- _Tasks for this exercise_
1/ In the food symposium article below, list the verbs joined with "hope" in the phrase that begins "a way to plant".
2/ Write out everything from "A Feb. 14 food" down to "and environmental health." in the food symposium article below, replacing "day-long" with "daylong".

- _Supplied passage_
<<<<
A Feb. 14 food symposium will strive to plant hope in alleviating food insecurity across campus. 

Duke’s Campus Pantry Collaborative has been working with its respective organization at the University of North Carolina at Chapel Hill to organize the Food Insecurity Symposium. In contrast with the athletic rivalry, this event involves collaboration between the two universities for a day-long event dedicated to addressing the United Nations’ sustainable development global goal of zero hunger—in the context of food insecurity on college campuses. 

“What makes this so exciting is that it’s the first time we will be using quantitative measures in our solution making process to food insecurity,” said Rashmi Joglekar, a member of CPC who recently earned her Ph.D. in toxicology and environmental health. 

The symposium is a confluence of approaches—a way to plant, grow and feed hope in the fight against food insecurity at the college campus level. Junior Katie Waeldner, a member of Duke’s CPC, said she hopes that the event becomes an annual tradition that addresses food insecurity at Duke alongside the issue in Durham and beyond.
>>>>
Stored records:
<<<<
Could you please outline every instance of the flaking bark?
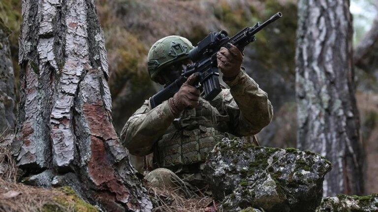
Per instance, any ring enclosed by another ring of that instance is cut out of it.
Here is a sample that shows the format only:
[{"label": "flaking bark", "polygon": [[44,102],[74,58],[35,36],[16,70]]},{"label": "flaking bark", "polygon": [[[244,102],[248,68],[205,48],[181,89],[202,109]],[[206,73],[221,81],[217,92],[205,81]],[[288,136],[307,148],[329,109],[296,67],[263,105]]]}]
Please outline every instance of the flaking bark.
[{"label": "flaking bark", "polygon": [[36,184],[68,184],[106,210],[151,211],[113,125],[94,1],[23,0],[22,12],[18,165]]},{"label": "flaking bark", "polygon": [[323,183],[325,196],[363,192],[349,6],[343,0],[298,2],[298,145],[332,162]]}]

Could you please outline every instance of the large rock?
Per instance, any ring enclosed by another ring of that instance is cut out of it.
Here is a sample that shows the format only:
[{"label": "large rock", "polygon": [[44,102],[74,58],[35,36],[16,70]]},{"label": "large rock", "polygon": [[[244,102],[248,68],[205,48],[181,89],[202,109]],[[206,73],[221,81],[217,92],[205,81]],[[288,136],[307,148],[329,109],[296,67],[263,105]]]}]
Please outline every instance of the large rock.
[{"label": "large rock", "polygon": [[209,154],[204,173],[214,196],[223,200],[225,211],[252,207],[266,212],[313,212],[331,168],[325,158],[310,151],[254,147],[225,138]]},{"label": "large rock", "polygon": [[378,194],[358,196],[338,195],[325,197],[316,212],[373,212],[378,211]]}]

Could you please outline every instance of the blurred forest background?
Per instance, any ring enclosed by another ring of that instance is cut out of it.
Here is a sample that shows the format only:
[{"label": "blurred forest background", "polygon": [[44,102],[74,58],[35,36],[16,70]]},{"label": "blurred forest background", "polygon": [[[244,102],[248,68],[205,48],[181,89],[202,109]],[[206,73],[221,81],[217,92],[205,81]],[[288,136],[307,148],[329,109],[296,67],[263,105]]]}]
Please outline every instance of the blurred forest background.
[{"label": "blurred forest background", "polygon": [[[232,35],[281,11],[284,17],[259,32],[257,41],[245,50],[244,65],[267,92],[274,108],[273,121],[258,135],[260,144],[295,147],[297,4],[295,0],[97,0],[108,53],[109,84],[117,130],[119,132],[144,100],[161,88],[151,81],[147,71],[147,54],[156,40],[177,34],[195,44],[210,31],[224,29]],[[378,58],[372,56],[378,51],[369,49],[369,57],[362,55],[366,55],[366,36],[375,31],[378,34],[378,4],[376,0],[352,0],[350,8],[354,29],[356,97],[367,156],[366,193],[378,192]],[[18,99],[21,1],[0,0],[0,17],[9,30]]]}]

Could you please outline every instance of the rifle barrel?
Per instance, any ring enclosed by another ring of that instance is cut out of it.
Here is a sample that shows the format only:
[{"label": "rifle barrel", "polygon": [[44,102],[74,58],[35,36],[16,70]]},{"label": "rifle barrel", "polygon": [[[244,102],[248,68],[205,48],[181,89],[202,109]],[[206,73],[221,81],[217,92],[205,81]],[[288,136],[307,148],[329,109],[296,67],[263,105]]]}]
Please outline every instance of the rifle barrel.
[{"label": "rifle barrel", "polygon": [[271,17],[269,19],[266,20],[265,22],[260,24],[258,27],[254,29],[253,30],[253,31],[251,32],[252,32],[252,34],[254,34],[258,32],[259,31],[262,30],[264,27],[266,27],[267,25],[271,23],[272,22],[274,22],[277,21],[278,19],[281,18],[282,17],[282,13],[281,13],[281,12],[279,12],[276,13],[275,14],[273,15],[272,17]]}]

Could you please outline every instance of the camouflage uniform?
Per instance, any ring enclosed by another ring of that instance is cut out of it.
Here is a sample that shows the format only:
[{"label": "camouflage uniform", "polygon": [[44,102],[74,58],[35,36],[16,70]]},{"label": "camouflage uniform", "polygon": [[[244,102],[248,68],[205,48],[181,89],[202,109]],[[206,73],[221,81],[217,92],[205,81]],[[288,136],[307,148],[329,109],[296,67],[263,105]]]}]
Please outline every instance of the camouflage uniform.
[{"label": "camouflage uniform", "polygon": [[191,182],[203,182],[199,174],[203,162],[220,139],[254,135],[273,114],[267,93],[244,70],[232,81],[223,80],[229,89],[210,101],[200,98],[197,107],[184,110],[179,118],[167,101],[152,109],[146,100],[124,127],[124,145],[136,155],[153,152],[154,168],[166,168],[182,179],[190,175]]}]

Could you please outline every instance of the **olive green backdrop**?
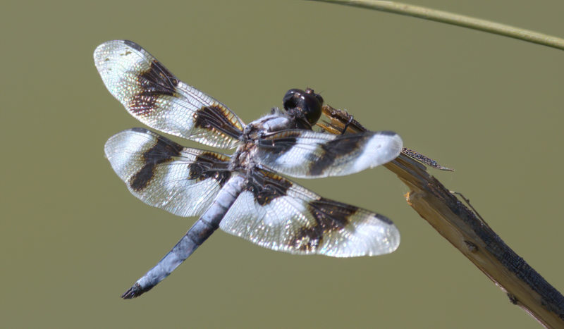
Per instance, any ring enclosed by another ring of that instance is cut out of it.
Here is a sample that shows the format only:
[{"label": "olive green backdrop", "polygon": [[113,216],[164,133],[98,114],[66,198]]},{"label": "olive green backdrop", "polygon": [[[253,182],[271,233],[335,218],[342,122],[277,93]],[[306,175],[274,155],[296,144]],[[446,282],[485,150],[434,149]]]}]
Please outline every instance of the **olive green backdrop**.
[{"label": "olive green backdrop", "polygon": [[[410,3],[564,37],[561,0]],[[194,218],[135,199],[104,157],[110,136],[142,126],[94,65],[115,39],[247,123],[310,87],[398,132],[455,168],[433,174],[564,290],[562,51],[300,1],[20,2],[1,15],[3,328],[540,328],[384,168],[300,182],[391,218],[402,234],[392,254],[292,256],[218,231],[152,291],[120,299]]]}]

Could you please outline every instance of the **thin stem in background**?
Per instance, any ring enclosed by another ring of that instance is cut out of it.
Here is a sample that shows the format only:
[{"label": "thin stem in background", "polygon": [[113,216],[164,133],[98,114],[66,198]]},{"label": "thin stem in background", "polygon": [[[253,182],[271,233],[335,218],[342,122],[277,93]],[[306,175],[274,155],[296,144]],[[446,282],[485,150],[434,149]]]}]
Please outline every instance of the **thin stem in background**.
[{"label": "thin stem in background", "polygon": [[528,30],[520,29],[513,26],[480,20],[473,17],[458,15],[446,11],[441,11],[428,8],[419,7],[393,1],[379,1],[375,0],[311,0],[319,2],[338,4],[354,7],[367,8],[375,11],[386,11],[407,16],[417,17],[436,22],[462,26],[470,29],[503,35],[520,40],[533,42],[564,50],[564,39],[544,35]]}]

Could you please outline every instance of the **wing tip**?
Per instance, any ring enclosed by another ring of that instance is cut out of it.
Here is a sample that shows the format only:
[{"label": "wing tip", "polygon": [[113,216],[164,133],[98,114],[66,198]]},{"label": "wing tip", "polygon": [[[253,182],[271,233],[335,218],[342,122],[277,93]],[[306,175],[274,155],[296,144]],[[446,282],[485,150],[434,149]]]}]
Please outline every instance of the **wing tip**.
[{"label": "wing tip", "polygon": [[133,287],[128,289],[128,290],[124,292],[121,297],[124,299],[133,299],[133,298],[138,297],[145,293],[145,292],[149,291],[149,289],[143,290],[141,287],[141,285],[139,283],[135,283],[133,285]]}]

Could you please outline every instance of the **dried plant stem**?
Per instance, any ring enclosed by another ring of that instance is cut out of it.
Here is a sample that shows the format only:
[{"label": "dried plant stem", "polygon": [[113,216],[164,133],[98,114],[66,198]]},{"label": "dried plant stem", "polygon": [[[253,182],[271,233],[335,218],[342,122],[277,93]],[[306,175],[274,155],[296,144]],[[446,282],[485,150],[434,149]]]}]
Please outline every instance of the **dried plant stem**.
[{"label": "dried plant stem", "polygon": [[480,20],[473,17],[458,15],[446,11],[441,11],[428,8],[419,7],[393,1],[379,1],[374,0],[336,1],[336,0],[312,0],[319,2],[328,2],[355,7],[366,8],[375,11],[386,11],[400,15],[417,17],[429,20],[462,26],[470,29],[494,33],[520,40],[542,44],[553,48],[564,50],[564,39],[551,35],[537,33],[528,30],[520,29],[513,26],[499,24],[488,20]]}]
>>>>
- _Answer list_
1/ plant, grow, feed

2/
A Feb. 14 food symposium will strive to plant hope in alleviating food insecurity across campus. 

Duke’s Campus Pantry Collaborative has been working with its respective organization at the University of North Carolina at Chapel Hill to organize the Food Insecurity Symposium. In contrast with the athletic rivalry, this event involves collaboration between the two universities for a daylong event dedicated to addressing the United Nations’ sustainable development global goal of zero hunger—in the context of food insecurity on college campuses. 

“What makes this so exciting is that it’s the first time we will be using quantitative measures in our solution making process to food insecurity,” said Rashmi Joglekar, a member of CPC who recently earned her Ph.D. in toxicology and environmental health.